*Excerpt to read*.
Strauss notes that this distinct and function approach is required because the administrative state represents a great shift from the 18th century of government which was the basis for the organization of the general government into three branches with an executive, the President, assisted by a small number of cabinet officers. (Ibid., 581-2). He identifies four propositions that encapsulate the modern administrative state in the West (and in the U.S. in particular):
1. The federal agencies are placed in the structure of federal government—as cabinet agencies, independent executive agencies, or independent regulatory commissions—without apparent regard for the functions they are to perform. Their internal and public procedures do not vary with their placement. The functions they perform belie simple classification as “legislative,” “executive,” or “judicial,” but partake of all three characteristics.Hinting at a relationship between agencies and the three branches of government as echoing that between a corporate board of directors and corporate officers, Strauss suggests that agencies have been allocated the day to day responsibilities of government by the representative organs of government now better equipped to consider policy and direction. A similar pattern could be discerned in the European Union from the 1980s when it changed its regulatory stance from technical to objectives based regulation. Yet this allocation has not been made along functional lines; rather pragmatic concessions to political realities and compromises has produced a patchwork of overlapping agencies with distinct characteristics and relationships to the three major branches of government. (Ibid, 584-85). What they do have in common, however are internal structures, function and procedures; and all are staffed by a professionalized bureaucracy whose staff are protected from political reprisal (to some extent) in the performance of their jobs. (Ibid., 586). I note only to some extent because, as Congress and the President have evidenced on occasion, disfavored agencies may have their budgets slashed and their staff diverted by exercises in oversight that can critically affect the operation of an agency so singled out for special and usually politically motivated treatment.
2. All agencies, whether denominated executive or independent, have relationships with the President in which he is neither dominant nor powerless. They are all subject to presidential direction in significant aspects of their functioning, and able to resist presidential direction in others (generally concerning substantive decisions).
3. All agencies have oversight relationships with Congress and the federal judiciary, and these relationships generally do not vary with the type of agency used.
4. The characteristics of the oversight relations of President and Congress with “executive” and “independent” agencies owe as much (or more) to politics as to law. (Ibid., 583).

*Short task*. Reproduce word for word the part of the excerpt on the administrative state between "4. The characteristics" and "law. (Ibid., 583).", inclusive.

*Source data*.
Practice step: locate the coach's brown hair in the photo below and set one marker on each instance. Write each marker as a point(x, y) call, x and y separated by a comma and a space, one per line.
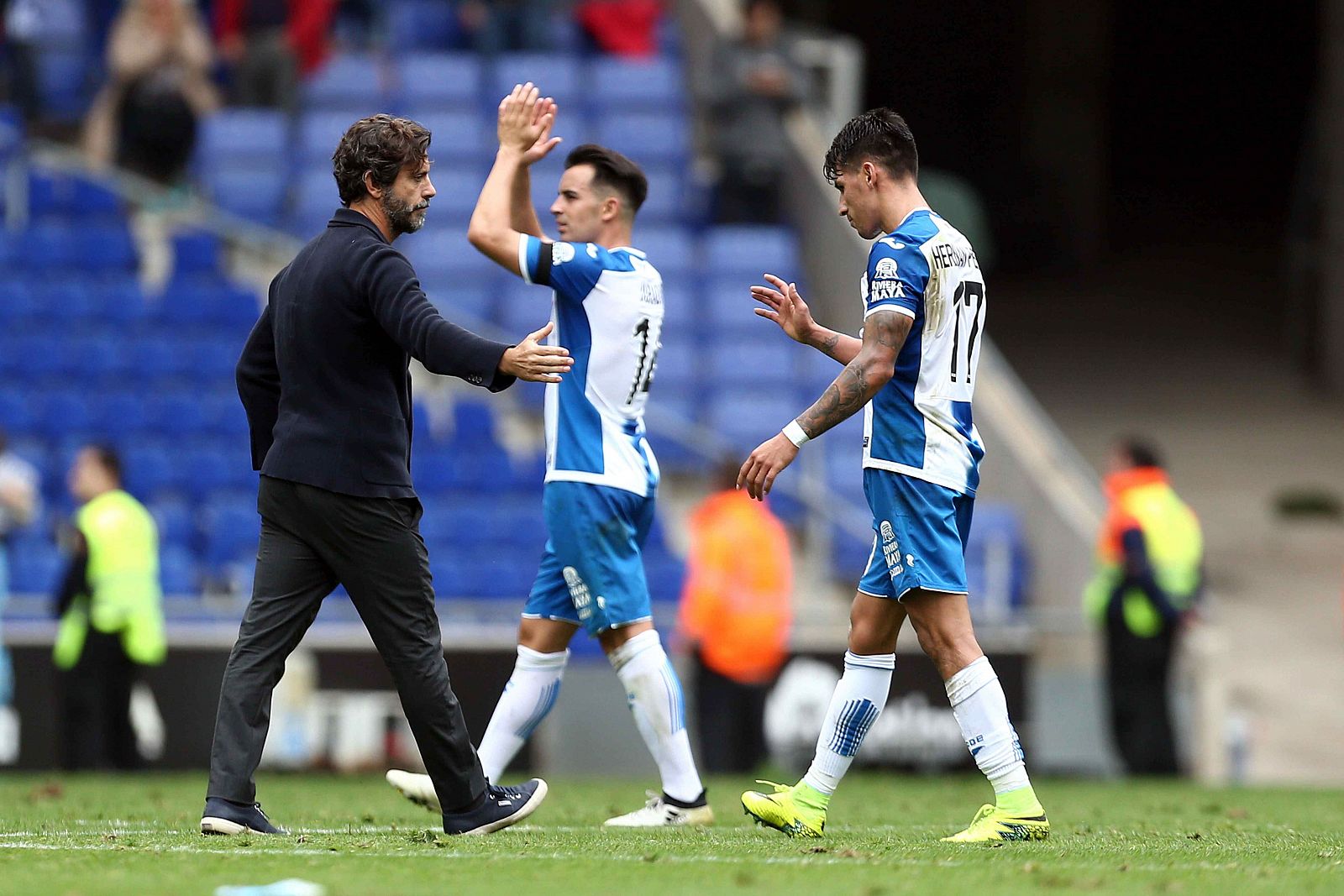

*Correct result*.
4. The characteristics of the oversight relations of President and Congress with “executive” and “independent” agencies owe as much (or more) to politics as to law. (Ibid., 583).